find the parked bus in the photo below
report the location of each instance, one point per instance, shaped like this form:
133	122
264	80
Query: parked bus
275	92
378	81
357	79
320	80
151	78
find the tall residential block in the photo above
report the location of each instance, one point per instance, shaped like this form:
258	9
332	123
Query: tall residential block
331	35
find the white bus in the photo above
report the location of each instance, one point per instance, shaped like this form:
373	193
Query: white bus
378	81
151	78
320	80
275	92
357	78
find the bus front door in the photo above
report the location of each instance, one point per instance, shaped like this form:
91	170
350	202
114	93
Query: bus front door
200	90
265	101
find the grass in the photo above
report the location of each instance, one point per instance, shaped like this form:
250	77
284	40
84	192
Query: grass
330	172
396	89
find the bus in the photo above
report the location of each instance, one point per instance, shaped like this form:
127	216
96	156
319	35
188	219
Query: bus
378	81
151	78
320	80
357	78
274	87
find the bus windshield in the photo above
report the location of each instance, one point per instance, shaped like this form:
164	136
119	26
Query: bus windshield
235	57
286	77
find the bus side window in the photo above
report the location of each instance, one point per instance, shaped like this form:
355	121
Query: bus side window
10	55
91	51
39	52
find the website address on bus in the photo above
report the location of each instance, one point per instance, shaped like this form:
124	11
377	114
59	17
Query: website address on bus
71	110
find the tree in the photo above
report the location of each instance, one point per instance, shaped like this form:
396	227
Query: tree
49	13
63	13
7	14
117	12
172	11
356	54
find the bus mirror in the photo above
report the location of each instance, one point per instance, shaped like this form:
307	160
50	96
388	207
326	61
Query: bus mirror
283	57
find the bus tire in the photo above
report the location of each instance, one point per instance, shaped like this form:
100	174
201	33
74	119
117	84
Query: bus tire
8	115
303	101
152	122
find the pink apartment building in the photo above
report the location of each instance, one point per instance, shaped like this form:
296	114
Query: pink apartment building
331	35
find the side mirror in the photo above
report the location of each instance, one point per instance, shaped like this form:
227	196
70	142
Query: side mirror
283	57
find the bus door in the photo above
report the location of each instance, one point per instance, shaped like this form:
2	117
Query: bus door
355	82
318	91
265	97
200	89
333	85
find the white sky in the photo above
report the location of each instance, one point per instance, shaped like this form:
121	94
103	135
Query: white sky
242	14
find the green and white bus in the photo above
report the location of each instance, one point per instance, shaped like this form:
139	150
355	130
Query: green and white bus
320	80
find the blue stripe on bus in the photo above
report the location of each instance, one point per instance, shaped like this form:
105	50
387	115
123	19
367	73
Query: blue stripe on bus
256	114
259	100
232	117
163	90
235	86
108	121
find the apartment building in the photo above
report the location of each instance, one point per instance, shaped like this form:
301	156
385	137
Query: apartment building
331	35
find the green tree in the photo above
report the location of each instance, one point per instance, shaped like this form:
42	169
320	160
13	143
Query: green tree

TASK OBJECTIVE — Give each entry again, spelled exactly as shown.

RESPONSE AREA —
find the parked bus in the photo below
report the location of each instance, one point per instance, shaped like this form:
133	122
264	80
Query: parked bus
275	92
378	81
357	79
320	80
151	78
find the tall residential block in the photo above
report the location of each instance, one point per instance, shaped like this form:
258	9
332	123
Query: tall residential block
331	35
find the white bus in the photo above
report the location of each instance, one point per instance, shaped like this form:
373	193
Query: white bus
378	81
151	78
320	80
275	92
357	78
find the bus front door in the photo above
report the location of each instance, one point per instance, shaped like this form:
91	170
350	202
114	93
Query: bus front door
200	90
265	101
find the grass in the photo above
report the location of each instance, one point per instance, shaped like this form:
250	77
284	40
84	192
Query: grass
330	172
396	89
find the bus in the photo above
report the location of each instance, one point per instance, shaped like this form:
127	216
96	156
319	35
188	219
Query: bus
378	81
151	78
320	80
357	78
274	87
find the bus windshield in the photo above
report the location of each instance, one point per instance, shaped like this form:
164	136
119	26
Query: bus windshield
235	57
286	77
find the bus side window in the photo above
report the location of each instance, one point per instance, shaped like this form:
355	121
Query: bus side window
10	55
91	51
39	52
find the website address on bus in the photo above
report the location of each instance, one point per instance, shaped like this form:
124	11
377	114
59	17
Query: website address on bus
71	110
find the tree in the photo above
report the location of each instance, one point per instance, shaped like this form:
396	227
Query: tree
49	13
63	13
7	14
117	12
172	11
356	54
find the bus mirror in the photo above
report the location of each instance, one point per instance, shaped like this form:
307	160
50	96
388	207
326	61
Query: bus mirror
283	57
find the bus tire in the photo above
report the location of each instance, one point per instance, shaped like this form:
100	174
201	33
74	119
117	84
Query: bus tire
8	115
303	101
152	122
find the pink apartment building in the photo above
report the location of each instance, one point per instance, shaped like this form:
296	114
Query: pink apartment building
331	35
find the side mirror in the photo above
report the location of each instance, one point per instance, shaped like this form:
227	196
70	142
Query: side mirror
283	57
find the bus door in the photo above
report the location of each instance, one point per instance, shaped like this form:
2	117
Query: bus door
355	82
318	91
265	97
200	89
333	85
find the white sky in the photo above
report the location of each instance, one point per instance, shaped like this form:
121	94
103	135
Query: white sky
242	14
find the green and white bus in the photo above
report the location of each instance, one point per instance, shaped like this form:
139	150
355	130
Query: green and white bus
320	80
find the blue stripe on bus in the photo above
report the location of each instance, one point per instance, shaped like this form:
105	50
387	115
123	19
367	73
Query: blue stripe on bus
256	114
259	100
232	117
163	90
235	86
108	121
find the apartment building in the photo above
report the location of each instance, one point per instance, shaped like this form:
301	156
385	137
Query: apartment building
331	35
find the green tree in the photo above
report the location of each instance, one point per instance, shaped like this form:
42	169
320	160
13	143
Query: green tree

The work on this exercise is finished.